▶ _Task A_: In the text on the orange peel theory, where does the theory appear to have started?
▶ _Task B_: Using the text on the orange peel theory, explain why TikToker Anna Birmingham considers a partner's reaction to the orange request significant.
▶ _Task C_: Extend the text on the orange peel theory from its final sentence.

▶ _Provided text_:
Some individuals have started questioning the longevity of their relationship based on their partner’s reaction to a simple request, thanks to the orange peel theory.
Relationship theories have been around for ages, but with the rise of social media and trending topics, it’s hard not to wonder if there’s any truth behind them.
The ‘orange peel theory’ has become a popular method for people to assess the health of their relationship, ultimately helping them determine if their partner is ‘the one’.
However, it’s important to remember that social media relationship advice should be taken with a grain of salt, not as a scientific method.
The theory appears to have originated from TikTok, where many creators have shared their thoughts on it.

As with any online topic, people have shared a variety of opinions, leading to heated debates in the comment sections.
This particular theory involves asking your partner to peel an orange for you or to get you an orange.
Yes, that’s all there is to it.
You then evaluate the strength or health of your relationship based on their response to this request.
According to numerous viral videos on the topic, a dismissive or argumentative response isn’t a positive sign.
In fact, many commenters on these videos would point out ‘red flags’ or suggest ‘dumping’ the partner if they ‘failed’ this straightforward test.
TikToker Anna Birmingham attempted to clarify why a partner’s reaction is so significant.
In her video, she explained: “Either way, their response is indicative of much bigger things than just merely peeling an orange because even just a super tiny thing like that reveals so much about their attitude toward you and your relationship.”

▶ _Dataset extract_:

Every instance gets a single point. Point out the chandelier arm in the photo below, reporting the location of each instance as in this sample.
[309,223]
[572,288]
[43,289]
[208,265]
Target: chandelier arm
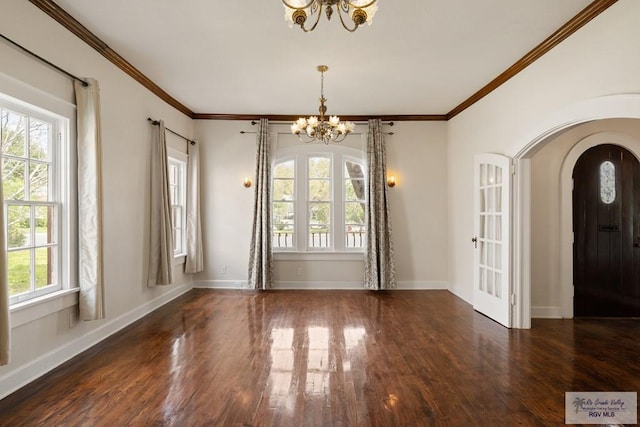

▶ _Answer box A_: On TikTok.

▶ _Answer box B_: She says the response points to much bigger things than peeling an orange. Even a tiny request like that reveals a lot about the partner's attitude toward you and toward the relationship.

▶ _Answer box C_:
Given its popularity, relationship experts have also chimed in on the theory’s validity.
In a conversation with CNBC, relationship psychologist Lisa Marie Bobby advised against making broad judgments based solely on this test.
She stated: “The way that people do small things tends to be a holographic microcosm of how they did big things.
“[But] I would not make sweeping judgments about how a person peels an orange for you. There is possibly some validity [to the test], but make sure that it is not the only data point you are evaluating.”
Relationship and communication expert Rachel DeAlto also shared her perspective with the outlet, suggesting these tests might cause more harm than good.
“It’s not a red flag if your partner doesn’t peel an orange… I am not a fan of tests, they are designed to instigate insecurity.
“Relationships are complex and the strength of a partnership is better assessed by looking at deeper factors like ability to communicate, trust, respect, and vulnerability.”